DIRECTIONS:
From the line containing "[point] brown padded" to the end of the listing, write out every line exactly; leave out everything else.

DATASET EXCERPTS:

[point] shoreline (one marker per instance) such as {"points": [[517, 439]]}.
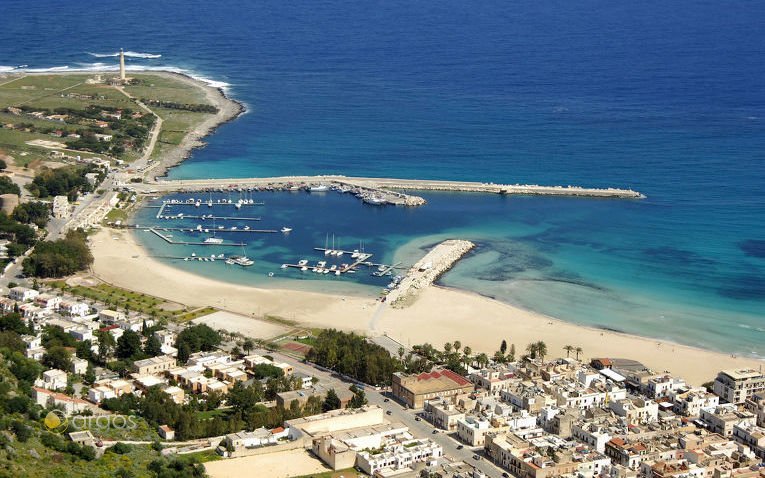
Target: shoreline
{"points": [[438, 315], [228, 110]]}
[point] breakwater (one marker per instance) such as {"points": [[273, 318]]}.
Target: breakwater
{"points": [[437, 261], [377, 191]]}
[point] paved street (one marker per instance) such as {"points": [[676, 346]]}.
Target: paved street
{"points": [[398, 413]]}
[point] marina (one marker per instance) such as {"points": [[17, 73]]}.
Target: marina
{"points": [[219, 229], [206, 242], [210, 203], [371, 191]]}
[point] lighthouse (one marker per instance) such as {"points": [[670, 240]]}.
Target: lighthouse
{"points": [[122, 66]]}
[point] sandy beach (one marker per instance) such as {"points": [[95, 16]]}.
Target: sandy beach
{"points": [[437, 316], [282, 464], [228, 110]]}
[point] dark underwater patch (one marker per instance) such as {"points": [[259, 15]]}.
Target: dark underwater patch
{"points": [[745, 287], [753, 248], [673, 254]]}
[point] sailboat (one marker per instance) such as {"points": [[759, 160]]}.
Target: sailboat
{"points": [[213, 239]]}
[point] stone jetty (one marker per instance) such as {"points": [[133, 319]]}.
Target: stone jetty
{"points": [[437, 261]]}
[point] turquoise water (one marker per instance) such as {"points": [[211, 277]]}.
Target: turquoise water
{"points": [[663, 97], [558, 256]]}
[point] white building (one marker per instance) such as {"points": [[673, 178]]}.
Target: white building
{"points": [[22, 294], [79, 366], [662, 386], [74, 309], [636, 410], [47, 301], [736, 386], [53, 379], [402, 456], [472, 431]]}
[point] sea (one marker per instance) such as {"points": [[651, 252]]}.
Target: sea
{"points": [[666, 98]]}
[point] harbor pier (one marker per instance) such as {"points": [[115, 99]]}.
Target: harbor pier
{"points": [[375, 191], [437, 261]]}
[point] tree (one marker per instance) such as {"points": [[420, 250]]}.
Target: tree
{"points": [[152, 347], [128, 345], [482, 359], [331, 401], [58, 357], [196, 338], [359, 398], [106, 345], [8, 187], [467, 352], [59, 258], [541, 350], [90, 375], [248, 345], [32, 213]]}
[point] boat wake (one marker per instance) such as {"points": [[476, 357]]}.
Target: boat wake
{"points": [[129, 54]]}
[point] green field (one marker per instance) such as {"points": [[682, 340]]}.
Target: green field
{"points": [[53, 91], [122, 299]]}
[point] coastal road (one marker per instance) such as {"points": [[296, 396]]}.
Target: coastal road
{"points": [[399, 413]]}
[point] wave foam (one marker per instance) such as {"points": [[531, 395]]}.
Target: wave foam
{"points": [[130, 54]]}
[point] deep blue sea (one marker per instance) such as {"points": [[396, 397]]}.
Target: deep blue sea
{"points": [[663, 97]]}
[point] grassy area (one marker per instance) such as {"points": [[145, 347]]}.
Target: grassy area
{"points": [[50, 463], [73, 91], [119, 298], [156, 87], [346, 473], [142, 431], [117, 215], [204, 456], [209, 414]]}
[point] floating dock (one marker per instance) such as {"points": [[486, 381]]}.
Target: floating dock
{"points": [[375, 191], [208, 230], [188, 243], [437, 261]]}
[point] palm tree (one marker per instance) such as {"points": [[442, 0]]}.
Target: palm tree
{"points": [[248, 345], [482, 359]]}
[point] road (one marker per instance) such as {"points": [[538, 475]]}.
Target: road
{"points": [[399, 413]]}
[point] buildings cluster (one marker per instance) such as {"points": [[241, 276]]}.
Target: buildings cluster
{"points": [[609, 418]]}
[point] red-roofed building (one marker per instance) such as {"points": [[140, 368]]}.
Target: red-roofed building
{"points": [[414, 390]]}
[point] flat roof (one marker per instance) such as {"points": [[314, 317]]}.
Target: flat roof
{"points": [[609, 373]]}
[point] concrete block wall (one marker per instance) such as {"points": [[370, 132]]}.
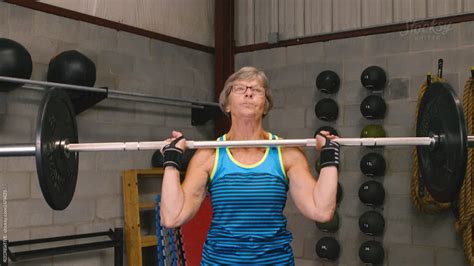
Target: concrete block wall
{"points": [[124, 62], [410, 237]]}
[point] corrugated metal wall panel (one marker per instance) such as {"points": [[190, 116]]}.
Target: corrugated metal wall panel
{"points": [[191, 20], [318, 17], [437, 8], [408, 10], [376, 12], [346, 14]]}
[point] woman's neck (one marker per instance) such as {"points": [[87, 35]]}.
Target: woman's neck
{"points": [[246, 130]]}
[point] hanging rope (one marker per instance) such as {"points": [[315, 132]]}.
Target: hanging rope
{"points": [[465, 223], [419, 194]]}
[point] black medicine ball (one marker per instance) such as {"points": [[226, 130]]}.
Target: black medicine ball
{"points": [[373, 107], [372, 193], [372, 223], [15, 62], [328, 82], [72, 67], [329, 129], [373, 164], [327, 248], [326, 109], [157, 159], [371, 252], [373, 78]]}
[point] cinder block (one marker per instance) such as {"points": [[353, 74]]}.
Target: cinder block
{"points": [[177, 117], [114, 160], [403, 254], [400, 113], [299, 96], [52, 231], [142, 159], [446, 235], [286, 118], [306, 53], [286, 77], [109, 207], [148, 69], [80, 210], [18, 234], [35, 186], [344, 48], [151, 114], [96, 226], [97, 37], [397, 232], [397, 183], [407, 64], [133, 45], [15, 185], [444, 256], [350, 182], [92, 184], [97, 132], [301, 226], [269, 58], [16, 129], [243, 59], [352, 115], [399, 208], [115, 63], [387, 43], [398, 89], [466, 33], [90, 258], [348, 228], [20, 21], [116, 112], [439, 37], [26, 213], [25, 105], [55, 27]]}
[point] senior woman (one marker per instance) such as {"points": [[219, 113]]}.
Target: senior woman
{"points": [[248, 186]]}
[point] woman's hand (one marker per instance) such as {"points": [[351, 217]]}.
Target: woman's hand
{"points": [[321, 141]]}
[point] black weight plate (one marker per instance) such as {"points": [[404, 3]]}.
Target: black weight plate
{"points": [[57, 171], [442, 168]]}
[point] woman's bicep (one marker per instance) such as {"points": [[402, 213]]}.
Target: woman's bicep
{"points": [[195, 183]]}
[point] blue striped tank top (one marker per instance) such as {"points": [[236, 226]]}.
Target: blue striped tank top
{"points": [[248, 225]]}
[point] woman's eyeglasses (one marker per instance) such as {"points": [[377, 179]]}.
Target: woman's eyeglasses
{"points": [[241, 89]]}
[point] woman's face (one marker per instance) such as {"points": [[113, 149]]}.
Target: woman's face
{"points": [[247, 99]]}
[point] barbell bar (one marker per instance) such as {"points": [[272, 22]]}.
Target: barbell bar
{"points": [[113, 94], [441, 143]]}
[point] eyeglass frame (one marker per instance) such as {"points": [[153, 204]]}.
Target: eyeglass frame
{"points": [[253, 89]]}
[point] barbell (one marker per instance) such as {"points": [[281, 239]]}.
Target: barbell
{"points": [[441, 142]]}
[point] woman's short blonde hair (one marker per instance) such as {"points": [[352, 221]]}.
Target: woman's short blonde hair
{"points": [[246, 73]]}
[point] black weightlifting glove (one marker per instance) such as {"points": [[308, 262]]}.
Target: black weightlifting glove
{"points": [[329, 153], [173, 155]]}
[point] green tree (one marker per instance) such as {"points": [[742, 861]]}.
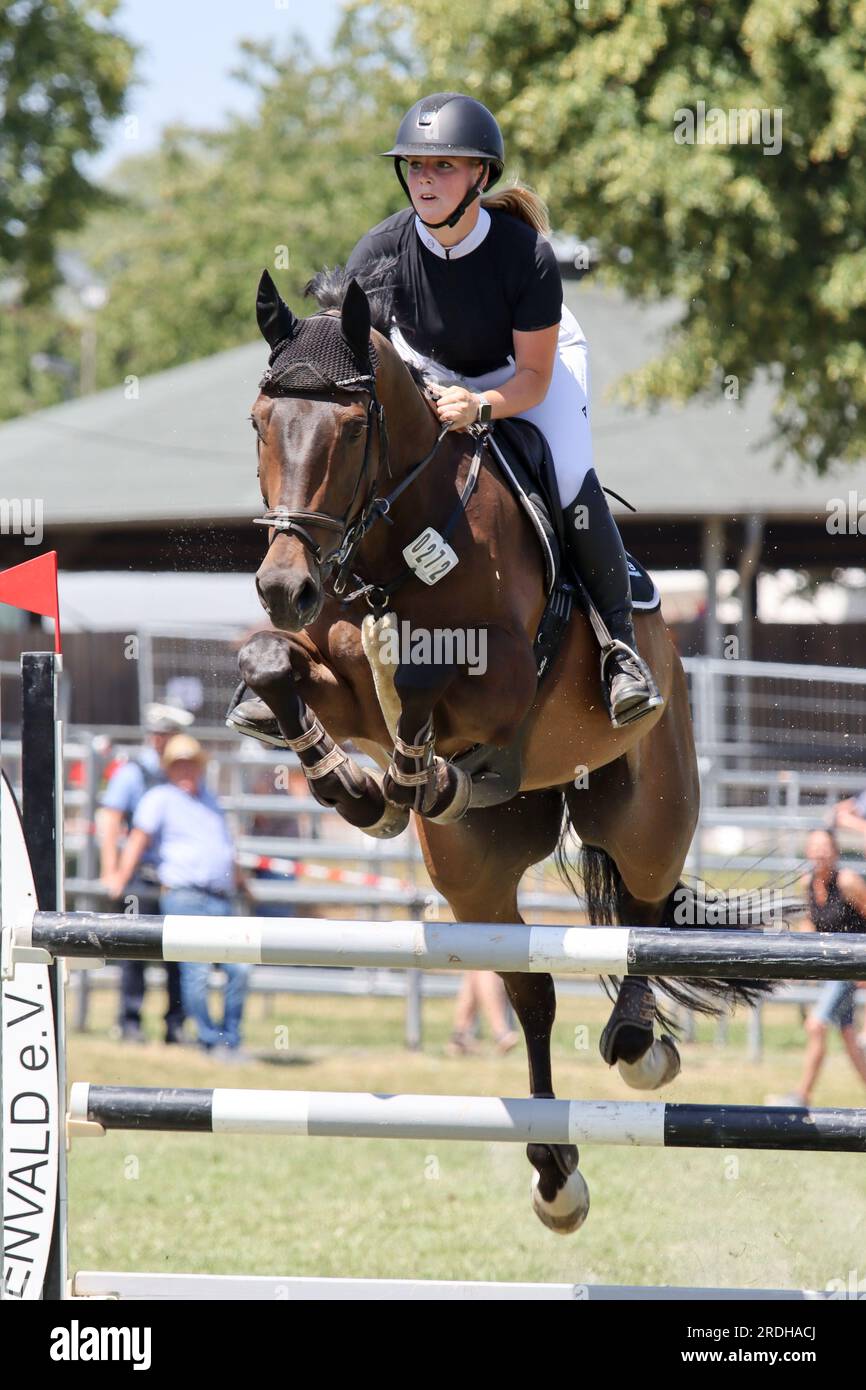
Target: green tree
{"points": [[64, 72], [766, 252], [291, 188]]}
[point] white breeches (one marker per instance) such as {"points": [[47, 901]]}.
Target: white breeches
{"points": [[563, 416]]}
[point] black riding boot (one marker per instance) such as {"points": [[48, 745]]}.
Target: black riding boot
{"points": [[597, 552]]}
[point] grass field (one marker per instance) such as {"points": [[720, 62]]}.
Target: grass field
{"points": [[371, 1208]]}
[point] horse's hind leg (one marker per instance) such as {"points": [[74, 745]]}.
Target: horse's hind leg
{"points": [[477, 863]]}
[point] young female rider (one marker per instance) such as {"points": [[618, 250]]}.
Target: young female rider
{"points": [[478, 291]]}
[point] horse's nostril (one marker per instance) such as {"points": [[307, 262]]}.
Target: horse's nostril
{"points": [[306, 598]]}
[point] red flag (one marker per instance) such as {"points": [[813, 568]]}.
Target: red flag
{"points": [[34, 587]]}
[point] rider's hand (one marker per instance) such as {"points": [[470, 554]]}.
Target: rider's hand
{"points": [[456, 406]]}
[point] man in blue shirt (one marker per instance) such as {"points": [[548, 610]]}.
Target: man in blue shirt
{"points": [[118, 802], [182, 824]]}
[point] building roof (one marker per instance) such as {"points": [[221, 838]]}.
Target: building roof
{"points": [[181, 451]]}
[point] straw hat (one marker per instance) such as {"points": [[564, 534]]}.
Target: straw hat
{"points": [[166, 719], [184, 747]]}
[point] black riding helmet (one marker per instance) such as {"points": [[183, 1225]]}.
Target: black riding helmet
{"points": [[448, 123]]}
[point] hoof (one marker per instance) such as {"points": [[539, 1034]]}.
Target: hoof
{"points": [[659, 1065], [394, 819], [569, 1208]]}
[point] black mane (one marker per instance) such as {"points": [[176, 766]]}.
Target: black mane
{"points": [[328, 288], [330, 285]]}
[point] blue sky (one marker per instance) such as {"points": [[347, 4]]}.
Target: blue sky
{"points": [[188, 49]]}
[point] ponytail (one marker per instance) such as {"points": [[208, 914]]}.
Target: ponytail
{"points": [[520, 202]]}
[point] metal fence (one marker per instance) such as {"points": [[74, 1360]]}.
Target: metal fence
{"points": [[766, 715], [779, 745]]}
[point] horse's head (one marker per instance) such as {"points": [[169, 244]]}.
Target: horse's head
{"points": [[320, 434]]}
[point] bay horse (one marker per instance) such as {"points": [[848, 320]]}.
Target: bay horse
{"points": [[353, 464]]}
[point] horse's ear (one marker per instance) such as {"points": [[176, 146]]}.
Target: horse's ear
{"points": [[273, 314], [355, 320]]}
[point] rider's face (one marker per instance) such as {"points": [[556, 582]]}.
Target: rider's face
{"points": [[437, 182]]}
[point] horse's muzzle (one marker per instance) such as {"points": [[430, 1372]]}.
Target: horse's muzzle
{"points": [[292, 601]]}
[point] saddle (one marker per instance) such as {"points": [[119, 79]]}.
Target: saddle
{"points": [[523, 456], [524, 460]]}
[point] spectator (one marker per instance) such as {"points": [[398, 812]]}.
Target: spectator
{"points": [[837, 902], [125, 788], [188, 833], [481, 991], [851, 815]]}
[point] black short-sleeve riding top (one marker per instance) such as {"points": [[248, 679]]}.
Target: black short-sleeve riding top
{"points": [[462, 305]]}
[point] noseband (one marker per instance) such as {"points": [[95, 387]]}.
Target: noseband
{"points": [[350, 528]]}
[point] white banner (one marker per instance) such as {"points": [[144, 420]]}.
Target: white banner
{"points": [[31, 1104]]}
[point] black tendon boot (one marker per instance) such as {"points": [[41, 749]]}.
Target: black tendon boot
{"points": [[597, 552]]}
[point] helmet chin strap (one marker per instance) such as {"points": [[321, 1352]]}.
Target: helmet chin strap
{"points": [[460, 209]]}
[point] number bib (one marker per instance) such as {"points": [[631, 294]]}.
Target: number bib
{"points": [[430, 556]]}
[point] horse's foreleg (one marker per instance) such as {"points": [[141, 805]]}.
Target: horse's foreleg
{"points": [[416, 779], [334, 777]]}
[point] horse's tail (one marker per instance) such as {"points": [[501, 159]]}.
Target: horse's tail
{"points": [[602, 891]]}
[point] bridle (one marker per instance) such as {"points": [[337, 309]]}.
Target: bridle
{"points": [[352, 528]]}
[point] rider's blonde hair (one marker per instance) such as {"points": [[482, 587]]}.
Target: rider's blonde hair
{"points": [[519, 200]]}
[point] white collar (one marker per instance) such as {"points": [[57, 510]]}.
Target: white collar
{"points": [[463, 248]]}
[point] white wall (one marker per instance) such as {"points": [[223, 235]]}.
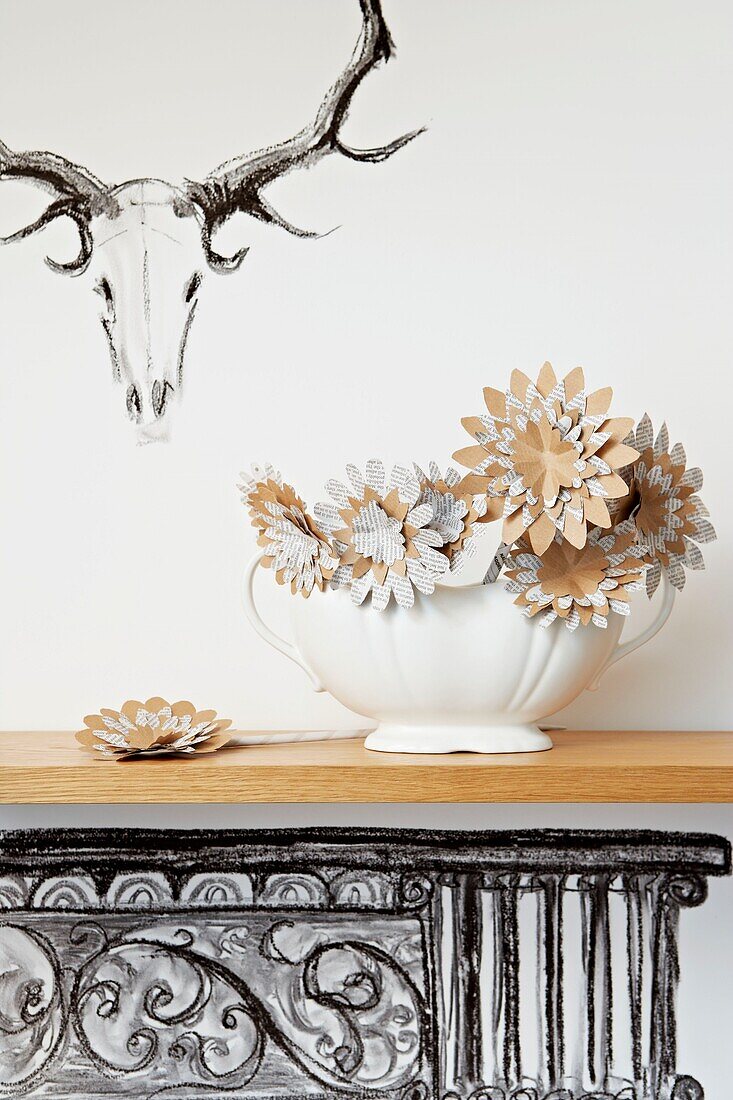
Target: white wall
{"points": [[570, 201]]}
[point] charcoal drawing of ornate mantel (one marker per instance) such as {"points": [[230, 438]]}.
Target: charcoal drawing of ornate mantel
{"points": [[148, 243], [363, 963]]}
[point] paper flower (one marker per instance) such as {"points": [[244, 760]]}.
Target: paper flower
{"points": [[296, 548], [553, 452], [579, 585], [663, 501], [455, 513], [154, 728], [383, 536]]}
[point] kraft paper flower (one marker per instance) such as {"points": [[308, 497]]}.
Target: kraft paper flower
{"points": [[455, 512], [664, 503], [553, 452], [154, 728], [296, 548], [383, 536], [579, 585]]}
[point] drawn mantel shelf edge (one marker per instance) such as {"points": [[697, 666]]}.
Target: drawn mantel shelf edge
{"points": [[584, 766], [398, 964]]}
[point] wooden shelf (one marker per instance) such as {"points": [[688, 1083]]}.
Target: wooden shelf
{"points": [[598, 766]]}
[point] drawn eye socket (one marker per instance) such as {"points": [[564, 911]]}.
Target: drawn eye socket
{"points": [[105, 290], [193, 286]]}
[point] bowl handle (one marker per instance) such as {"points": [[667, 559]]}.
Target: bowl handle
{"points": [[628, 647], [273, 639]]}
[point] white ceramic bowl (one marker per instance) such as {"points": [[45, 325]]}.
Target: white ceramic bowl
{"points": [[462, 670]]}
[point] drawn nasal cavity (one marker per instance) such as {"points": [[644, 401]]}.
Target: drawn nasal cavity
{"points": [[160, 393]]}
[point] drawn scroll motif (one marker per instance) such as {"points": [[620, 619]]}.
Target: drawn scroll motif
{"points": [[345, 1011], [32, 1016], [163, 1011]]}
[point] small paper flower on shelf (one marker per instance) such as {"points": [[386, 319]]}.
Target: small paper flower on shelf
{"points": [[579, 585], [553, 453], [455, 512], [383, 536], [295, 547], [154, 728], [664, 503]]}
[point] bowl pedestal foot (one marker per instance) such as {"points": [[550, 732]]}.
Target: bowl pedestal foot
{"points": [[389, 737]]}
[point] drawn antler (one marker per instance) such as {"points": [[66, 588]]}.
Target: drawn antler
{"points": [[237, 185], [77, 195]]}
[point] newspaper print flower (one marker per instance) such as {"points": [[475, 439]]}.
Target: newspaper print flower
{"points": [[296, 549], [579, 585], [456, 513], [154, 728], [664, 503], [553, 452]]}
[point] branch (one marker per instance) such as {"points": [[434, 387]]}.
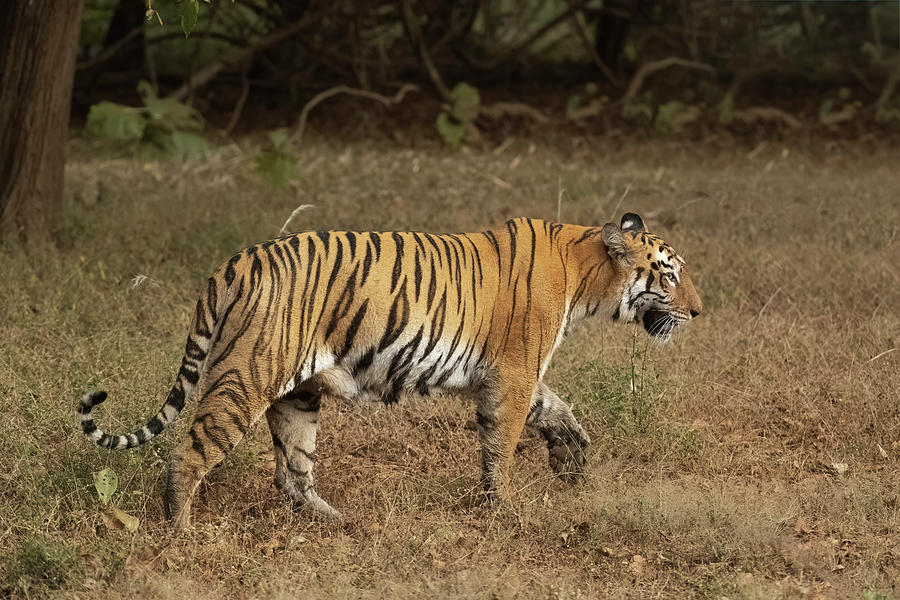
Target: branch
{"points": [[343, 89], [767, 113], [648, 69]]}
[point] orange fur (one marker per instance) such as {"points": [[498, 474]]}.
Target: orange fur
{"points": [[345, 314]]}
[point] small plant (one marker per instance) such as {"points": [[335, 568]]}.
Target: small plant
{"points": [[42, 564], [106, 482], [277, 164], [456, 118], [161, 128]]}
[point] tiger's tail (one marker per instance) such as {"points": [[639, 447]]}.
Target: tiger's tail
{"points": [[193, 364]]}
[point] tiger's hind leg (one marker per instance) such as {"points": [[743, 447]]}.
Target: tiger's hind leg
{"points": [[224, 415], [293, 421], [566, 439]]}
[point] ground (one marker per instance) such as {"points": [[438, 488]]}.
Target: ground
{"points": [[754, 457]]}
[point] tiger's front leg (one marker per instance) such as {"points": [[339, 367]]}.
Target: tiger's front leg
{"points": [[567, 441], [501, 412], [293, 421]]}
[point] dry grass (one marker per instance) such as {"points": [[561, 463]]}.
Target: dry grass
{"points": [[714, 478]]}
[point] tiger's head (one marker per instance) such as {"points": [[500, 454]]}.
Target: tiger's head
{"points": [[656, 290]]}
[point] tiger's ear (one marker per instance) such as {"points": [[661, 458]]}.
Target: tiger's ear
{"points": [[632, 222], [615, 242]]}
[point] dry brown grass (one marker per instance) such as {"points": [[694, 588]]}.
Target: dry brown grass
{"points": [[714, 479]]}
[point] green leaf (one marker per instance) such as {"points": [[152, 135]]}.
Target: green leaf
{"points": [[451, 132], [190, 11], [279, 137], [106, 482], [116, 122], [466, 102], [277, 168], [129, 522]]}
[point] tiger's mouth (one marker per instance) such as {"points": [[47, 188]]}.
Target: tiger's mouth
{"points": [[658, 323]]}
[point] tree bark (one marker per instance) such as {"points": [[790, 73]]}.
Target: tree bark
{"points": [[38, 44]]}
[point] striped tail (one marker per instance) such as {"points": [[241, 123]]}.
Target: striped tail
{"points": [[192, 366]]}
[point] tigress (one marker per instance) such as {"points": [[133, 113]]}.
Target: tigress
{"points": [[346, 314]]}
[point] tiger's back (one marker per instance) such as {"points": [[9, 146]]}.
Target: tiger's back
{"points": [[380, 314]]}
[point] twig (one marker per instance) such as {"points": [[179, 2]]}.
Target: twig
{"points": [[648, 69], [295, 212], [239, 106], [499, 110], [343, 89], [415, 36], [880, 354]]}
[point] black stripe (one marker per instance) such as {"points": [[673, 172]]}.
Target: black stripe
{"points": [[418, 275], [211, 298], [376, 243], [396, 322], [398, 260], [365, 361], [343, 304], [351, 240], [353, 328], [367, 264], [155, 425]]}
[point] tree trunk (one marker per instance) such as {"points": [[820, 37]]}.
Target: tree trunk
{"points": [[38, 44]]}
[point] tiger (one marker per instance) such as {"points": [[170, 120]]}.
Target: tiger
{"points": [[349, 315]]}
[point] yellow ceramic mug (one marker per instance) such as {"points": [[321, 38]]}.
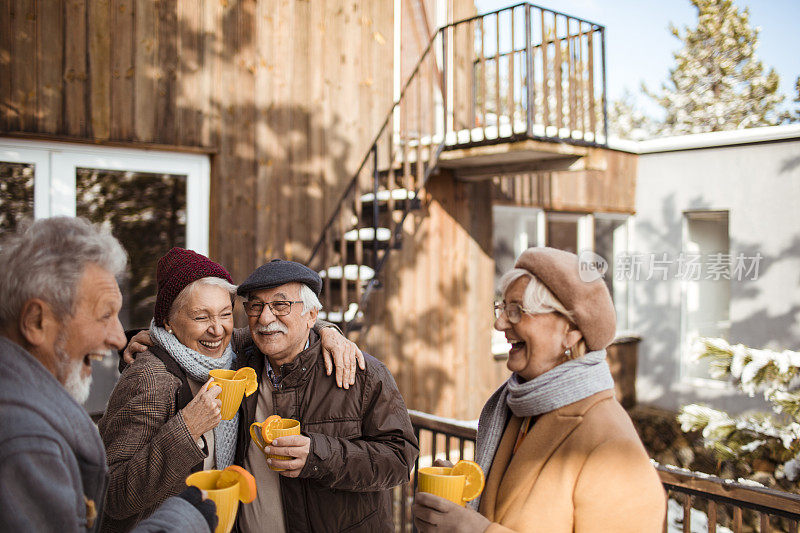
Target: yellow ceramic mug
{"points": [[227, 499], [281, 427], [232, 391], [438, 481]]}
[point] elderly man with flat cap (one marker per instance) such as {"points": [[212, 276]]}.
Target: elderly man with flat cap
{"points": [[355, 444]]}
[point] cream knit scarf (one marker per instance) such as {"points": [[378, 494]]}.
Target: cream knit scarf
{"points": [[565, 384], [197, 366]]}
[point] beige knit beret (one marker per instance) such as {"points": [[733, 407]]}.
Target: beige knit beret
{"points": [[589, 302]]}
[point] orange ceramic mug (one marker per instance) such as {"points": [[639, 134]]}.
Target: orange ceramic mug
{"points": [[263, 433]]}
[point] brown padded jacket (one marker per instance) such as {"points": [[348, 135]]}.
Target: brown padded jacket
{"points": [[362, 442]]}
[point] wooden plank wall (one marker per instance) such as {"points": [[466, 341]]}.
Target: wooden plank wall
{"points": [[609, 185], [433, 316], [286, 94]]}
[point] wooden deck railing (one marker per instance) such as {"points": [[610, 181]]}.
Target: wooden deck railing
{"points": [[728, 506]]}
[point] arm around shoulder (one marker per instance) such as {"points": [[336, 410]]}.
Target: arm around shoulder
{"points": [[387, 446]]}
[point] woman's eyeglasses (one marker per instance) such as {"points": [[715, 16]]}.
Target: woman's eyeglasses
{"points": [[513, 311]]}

COMPLETE ANSWER:
[point] brown padded jacket (one marker per instance) such as {"points": [[348, 135]]}.
Target: brown padded jacket
{"points": [[362, 442]]}
[point] wooden plank wall (one marker per instance) such as {"points": [[466, 341]]}.
Target: wooden plank wall
{"points": [[609, 185], [433, 316], [286, 94]]}
[point] wooden deck railing (one marker per instance) such as {"points": [[610, 181]]}.
Target: wooden deck railing
{"points": [[728, 506]]}
[point] arm around shoulder (one marker per instance) such as {"points": [[336, 410]]}.
Target: arm around shoulder
{"points": [[387, 446]]}
[point] woman's eyeglasses (one marker per instance) such as {"points": [[715, 16]]}.
Target: woman's eyeglasses
{"points": [[513, 311]]}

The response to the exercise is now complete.